- [The task] Every entry below, first to last, should be restated word for word.

....................

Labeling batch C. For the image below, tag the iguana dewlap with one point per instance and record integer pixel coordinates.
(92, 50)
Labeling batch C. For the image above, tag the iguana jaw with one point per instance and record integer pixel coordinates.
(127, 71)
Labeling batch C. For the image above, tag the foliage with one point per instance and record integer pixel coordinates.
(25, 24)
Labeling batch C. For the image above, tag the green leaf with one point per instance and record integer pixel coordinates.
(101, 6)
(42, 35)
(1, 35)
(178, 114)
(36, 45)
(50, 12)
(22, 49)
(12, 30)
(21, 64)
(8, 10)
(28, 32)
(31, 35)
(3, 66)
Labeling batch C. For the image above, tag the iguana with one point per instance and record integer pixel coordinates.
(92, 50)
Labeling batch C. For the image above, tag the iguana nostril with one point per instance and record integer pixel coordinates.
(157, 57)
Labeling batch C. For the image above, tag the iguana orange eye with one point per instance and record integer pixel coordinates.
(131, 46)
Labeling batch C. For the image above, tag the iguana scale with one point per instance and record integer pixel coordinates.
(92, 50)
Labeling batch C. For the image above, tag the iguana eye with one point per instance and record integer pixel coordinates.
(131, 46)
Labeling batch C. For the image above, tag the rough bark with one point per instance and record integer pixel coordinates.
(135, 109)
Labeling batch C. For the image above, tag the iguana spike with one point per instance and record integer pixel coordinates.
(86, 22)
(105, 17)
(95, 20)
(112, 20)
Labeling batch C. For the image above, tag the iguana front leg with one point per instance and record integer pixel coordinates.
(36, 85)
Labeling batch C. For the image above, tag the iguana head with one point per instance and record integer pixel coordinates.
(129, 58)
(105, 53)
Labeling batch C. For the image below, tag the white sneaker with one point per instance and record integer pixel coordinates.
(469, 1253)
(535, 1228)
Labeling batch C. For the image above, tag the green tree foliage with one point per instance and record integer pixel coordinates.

....................

- [Answer box]
Labeling batch C. For the image below, tag the iguana dewlap with one point per instance and record integer pixel coordinates.
(92, 50)
Labeling batch C. For the image above, tag the iguana jaw with one point per instance and record integer pixel coordinates.
(127, 71)
Labeling batch C. For the image above, tag the foliage with one point per instance and record integer pixel coordinates.
(25, 24)
Labeling batch C. For the image above, tag the green leaf with one point per instance and record integer pixel coordinates.
(101, 6)
(42, 35)
(1, 35)
(178, 114)
(36, 45)
(50, 12)
(22, 49)
(12, 30)
(21, 64)
(8, 10)
(28, 32)
(31, 35)
(3, 66)
Labeling batch C. For the image above, tag the iguana with one point per instance and record integer pixel coordinates.
(92, 50)
Labeling batch C. For the image above, tag the iguana nostril with one point per instance and record integer pixel coordinates.
(157, 57)
Labeling batch C. For the image above, tag the iguana orange eye with one point per instance and record integer pixel coordinates.
(131, 46)
Labeling batch C. For the image above, tag the iguana scale with one point per instance and record integer pixel coordinates.
(92, 50)
Labeling batch C. For the image above, tag the iguana eye with one point per instance and record integer pixel coordinates.
(131, 46)
Labeling batch C. For the image above, tag the rough bark with one point per instance and record integer pixel coordinates.
(135, 109)
Labeling batch C. For the image above, tag the iguana spike with one point per instance and record integer pixel coordinates.
(86, 22)
(105, 17)
(95, 20)
(112, 20)
Labeling batch C. For the image above, tag the iguana front leg with one point per instance and record integer pixel coordinates.
(36, 85)
Labeling batch C. For the image above, tag the iguana head with one point per instance and record integer pixel coordinates.
(129, 58)
(105, 53)
Labeling batch C. For the image below, tag the white sneaker with one point per instance and record integer pixel coordinates.
(469, 1253)
(535, 1228)
Labeling batch C. For the image above, tag the green tree foliage with one point per instance and record integer pixel coordinates.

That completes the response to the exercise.